Text shown:
• • •

When a Professional Care Provider Becomes Her Mother’s Caregiver

Text and photo by Liao Ming-yu
Translated by Wu Hsiao-ting

As a professional care provider, she has cared for many older people afflicted with dementia. But caring for her own mother with Alzheimer’s has still proved a difficult challenge.

Zheng Qiu-yun (鄭秋雲), 62, is a professional home care worker. She is also single. That’s why she thought it a matter of course for her to become her parents’ caregiver when they fell ill.

A bed with handrails is the first thing Zheng sees as she walks through the door to her home. Next to the bed is a wheelchair. Before she goes into her room to change out of her volunteer uniform, she walks over to the bed to check on her mother.

Zheng’s younger sister has recently moved back with her and their mother. With her around to help tend to their mother’s needs, Zheng finally has more time for herself. She uses that precious time off to volunteer. For her, volunteering is the best way to recharge her batteries and regulate her emotions.

Zheng used to run a boutique in Taichung, central Taiwan, but she lost all her store’s goods to a break-in burglary more than 20 years ago, and ran up a huge debt as a result. It was only with the help of Buddhism, with which she came into touch later, that she came to realize life’s impermanent nature. Since everything we own is ephemeral, it’s best not to become attached to anything. That way of thinking eventually helped her to come to terms with her loss. After paying off her debt, she changed careers and became a licensed home care provider. Besides working as a caregiver, she also began serving actively as a Tzu Chi hospital volunteer. Being warm-hearted, loving, and patient, she gained the trust of many older people and medical professionals.

Four years ago, her then 89-year-old father fell down and required care. Zheng moved back to her childhood home in Yilan, northeastern Taiwan, to help take care of him. He passed away three years later. But then her mother’s health rapidly declined. She was diagnosed first with Parkinson’s, then dementia. She became unruly. “She began to get easily depressed, agitated, and restless,” Zheng said. “She refused to take medicine. She wore a permanent frown and was quick to lash out. When I drove her anywhere, she’d let loose with a torrent of abuse whenever we stopped at a traffic light. Just me leaving the car for five minutes to buy stuff could set her off screaming and crying.”

Having cared for many older people suffering from dementia, Zheng knew that her mother was displaying dementia symptoms and that things would only get worse. She tried her best to build a mental fortress so that she would have the fortitude to take whatever came her way.

• • •

Tasks to complete:
a) List every medical condition named in the article on Zheng Qiu-yun.
b) Carry on the article on Zheng Qiu-yun, starting after its final sentence.
The records are not needed for this work.

Extracted information:

• • •

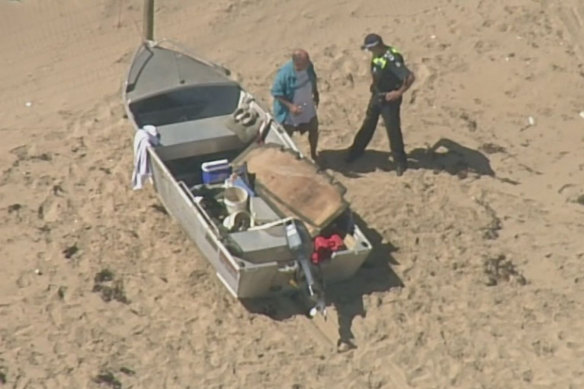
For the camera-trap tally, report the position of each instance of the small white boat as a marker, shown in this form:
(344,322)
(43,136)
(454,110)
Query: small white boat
(235,181)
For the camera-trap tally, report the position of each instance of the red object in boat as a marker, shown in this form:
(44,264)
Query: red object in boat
(324,247)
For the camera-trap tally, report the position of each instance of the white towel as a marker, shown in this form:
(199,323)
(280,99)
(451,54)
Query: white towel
(143,139)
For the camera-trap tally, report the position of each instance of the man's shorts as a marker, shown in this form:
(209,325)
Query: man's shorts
(311,126)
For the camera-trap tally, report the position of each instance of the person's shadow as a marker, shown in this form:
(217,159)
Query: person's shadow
(445,155)
(375,275)
(451,157)
(370,161)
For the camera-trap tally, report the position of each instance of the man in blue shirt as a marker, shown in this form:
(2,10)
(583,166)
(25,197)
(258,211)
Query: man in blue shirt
(296,98)
(390,80)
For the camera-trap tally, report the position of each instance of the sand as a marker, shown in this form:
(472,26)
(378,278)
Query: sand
(476,279)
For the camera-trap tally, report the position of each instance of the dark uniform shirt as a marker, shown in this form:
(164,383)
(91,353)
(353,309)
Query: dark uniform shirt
(389,71)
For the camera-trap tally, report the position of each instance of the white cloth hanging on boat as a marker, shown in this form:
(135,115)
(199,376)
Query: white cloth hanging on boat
(145,137)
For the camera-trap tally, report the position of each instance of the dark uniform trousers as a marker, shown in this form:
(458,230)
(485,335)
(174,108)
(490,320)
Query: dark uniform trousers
(389,111)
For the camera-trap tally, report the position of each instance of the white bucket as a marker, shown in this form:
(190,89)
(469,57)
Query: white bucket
(235,199)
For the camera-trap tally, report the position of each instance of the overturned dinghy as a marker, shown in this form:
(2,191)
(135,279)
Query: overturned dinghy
(236,182)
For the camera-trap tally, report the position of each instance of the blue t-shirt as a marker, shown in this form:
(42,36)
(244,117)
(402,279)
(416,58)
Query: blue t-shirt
(285,85)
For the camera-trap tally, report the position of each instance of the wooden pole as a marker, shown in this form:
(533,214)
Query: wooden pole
(148,23)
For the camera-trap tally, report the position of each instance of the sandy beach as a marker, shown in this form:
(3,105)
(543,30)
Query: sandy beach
(476,279)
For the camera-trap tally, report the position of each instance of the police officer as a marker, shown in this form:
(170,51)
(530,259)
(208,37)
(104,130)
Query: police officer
(391,78)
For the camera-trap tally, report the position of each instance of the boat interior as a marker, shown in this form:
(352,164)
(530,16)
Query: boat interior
(197,128)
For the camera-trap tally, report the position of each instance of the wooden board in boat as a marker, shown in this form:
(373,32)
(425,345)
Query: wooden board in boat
(294,186)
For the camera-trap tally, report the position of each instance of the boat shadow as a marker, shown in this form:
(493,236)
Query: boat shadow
(346,297)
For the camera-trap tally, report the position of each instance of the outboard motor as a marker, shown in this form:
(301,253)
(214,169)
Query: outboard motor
(300,244)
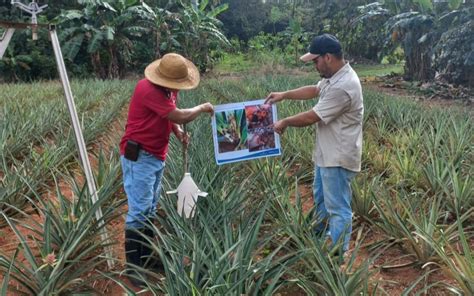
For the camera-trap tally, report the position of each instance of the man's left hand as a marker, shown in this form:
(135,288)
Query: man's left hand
(183,137)
(280,126)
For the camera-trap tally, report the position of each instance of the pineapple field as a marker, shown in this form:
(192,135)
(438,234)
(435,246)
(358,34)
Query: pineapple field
(253,234)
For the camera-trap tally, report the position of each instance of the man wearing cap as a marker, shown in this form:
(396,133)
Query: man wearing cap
(338,147)
(152,116)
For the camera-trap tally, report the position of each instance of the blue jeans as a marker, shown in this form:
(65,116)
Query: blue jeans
(142,183)
(332,197)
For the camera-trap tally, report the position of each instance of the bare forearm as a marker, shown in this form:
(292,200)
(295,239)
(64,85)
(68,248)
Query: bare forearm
(188,115)
(302,119)
(302,93)
(182,116)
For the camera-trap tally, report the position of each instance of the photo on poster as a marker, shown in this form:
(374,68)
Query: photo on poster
(244,131)
(231,130)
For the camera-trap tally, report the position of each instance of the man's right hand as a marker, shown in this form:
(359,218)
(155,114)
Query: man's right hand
(207,108)
(275,97)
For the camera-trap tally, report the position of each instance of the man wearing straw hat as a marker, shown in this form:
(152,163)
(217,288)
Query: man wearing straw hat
(338,118)
(152,116)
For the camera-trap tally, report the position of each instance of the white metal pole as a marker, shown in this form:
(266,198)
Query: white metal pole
(79,139)
(7,36)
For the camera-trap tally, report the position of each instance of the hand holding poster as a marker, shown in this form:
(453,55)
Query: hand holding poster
(243,131)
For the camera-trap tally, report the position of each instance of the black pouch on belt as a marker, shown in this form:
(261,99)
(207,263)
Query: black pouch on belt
(131,150)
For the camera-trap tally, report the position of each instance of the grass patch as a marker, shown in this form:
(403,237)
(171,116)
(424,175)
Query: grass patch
(377,70)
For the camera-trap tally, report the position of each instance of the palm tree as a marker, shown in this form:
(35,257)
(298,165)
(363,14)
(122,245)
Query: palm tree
(106,29)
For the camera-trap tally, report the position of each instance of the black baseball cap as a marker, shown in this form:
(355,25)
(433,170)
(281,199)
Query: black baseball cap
(320,45)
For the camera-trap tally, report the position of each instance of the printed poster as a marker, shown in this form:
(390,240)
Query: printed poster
(243,131)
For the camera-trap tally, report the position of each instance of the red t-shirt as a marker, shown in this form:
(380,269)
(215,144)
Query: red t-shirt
(147,123)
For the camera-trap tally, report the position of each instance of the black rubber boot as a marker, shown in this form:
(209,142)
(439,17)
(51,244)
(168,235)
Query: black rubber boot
(133,255)
(150,260)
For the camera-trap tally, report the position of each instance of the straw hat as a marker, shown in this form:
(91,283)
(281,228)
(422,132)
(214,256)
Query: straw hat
(173,71)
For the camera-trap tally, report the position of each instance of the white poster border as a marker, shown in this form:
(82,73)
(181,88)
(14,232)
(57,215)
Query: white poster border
(244,154)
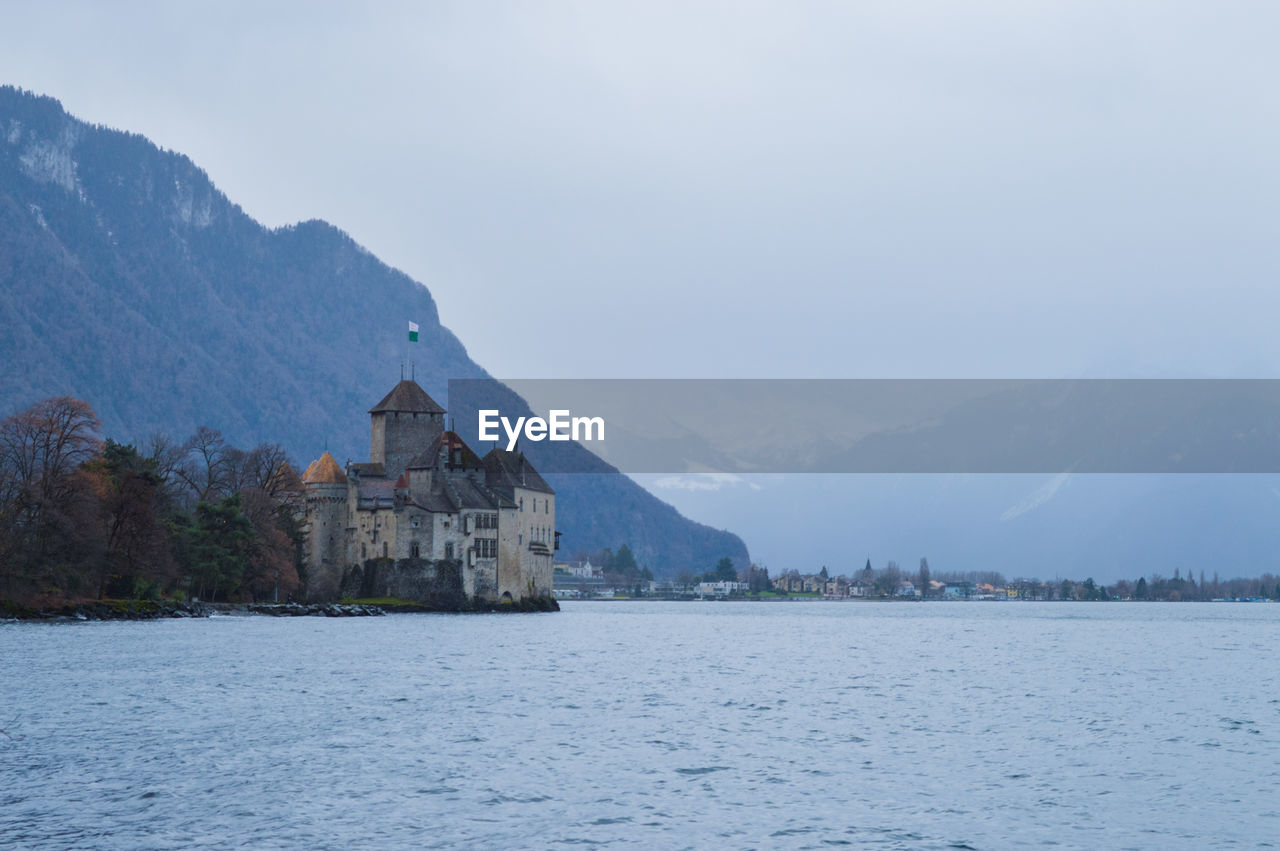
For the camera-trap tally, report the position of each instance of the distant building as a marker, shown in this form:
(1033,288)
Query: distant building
(426,517)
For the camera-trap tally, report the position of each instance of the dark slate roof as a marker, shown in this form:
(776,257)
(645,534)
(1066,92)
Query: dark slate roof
(453,493)
(458,457)
(407,397)
(507,470)
(369,470)
(376,494)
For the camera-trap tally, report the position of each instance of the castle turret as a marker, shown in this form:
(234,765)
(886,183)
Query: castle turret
(402,425)
(328,520)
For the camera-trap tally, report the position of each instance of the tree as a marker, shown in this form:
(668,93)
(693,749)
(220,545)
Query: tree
(206,466)
(219,544)
(888,580)
(625,563)
(46,527)
(138,559)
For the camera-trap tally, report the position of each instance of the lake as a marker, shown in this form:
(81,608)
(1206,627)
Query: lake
(650,724)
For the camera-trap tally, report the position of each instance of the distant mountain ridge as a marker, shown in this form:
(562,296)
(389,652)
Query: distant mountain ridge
(131,282)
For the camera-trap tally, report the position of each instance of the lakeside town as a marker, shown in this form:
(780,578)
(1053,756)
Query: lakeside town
(616,576)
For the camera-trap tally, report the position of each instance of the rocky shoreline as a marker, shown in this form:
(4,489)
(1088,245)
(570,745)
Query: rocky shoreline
(154,611)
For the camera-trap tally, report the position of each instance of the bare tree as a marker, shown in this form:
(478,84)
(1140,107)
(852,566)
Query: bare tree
(205,466)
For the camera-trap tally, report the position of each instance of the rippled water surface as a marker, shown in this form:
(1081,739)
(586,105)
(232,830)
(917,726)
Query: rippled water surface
(652,724)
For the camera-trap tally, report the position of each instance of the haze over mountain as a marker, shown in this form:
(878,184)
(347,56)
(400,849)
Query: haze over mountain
(131,282)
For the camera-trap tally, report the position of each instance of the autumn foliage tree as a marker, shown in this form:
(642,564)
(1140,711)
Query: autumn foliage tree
(83,517)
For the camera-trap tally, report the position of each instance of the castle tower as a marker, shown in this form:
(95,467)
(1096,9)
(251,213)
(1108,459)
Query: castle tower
(402,425)
(327,534)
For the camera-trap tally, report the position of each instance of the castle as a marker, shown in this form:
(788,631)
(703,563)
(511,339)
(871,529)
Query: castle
(426,518)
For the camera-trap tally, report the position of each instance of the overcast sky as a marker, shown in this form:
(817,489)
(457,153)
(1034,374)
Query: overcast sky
(734,190)
(789,190)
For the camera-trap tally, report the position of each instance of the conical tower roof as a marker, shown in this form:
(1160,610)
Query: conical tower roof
(324,471)
(407,397)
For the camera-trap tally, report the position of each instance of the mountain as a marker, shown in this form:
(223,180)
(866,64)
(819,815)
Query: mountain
(131,282)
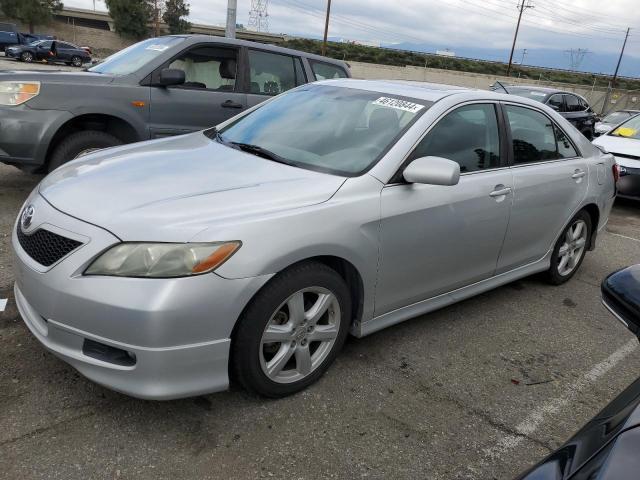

• • •

Results for the exercise:
a) Dementia, Alzheimer's, and Parkinson's.

b)
Zheng has now cared for her mother for about a year. Even though she is mentally prepared, there have been times when she felt she could not cope. For example, “My mom would ask to go to the bathroom every five or ten minutes at night. I couldn’t get any sleep.” There is only so much one can take. When Zheng feels she is losing it, she tells herself: “She’s my mom. She’s sick. She isn’t doing this on purpose.”

A Tzu Chi volunteer has to abide by ten precepts. One of them is “Respect your parents and be moderate in speech and attitude.” She uses this as a reminder to be patient towards her mother. At night, when she lies down in a bed next to her mother’s bed to go to sleep, she chants the Buddha’s name to calm her mind. She can’t predict how much longer her mom will need her care. She prays for more patience and strength, and thinks back on the hard work her mother put into raising her. If for nothing else, she wants to do a good job taking care of her to repay her love.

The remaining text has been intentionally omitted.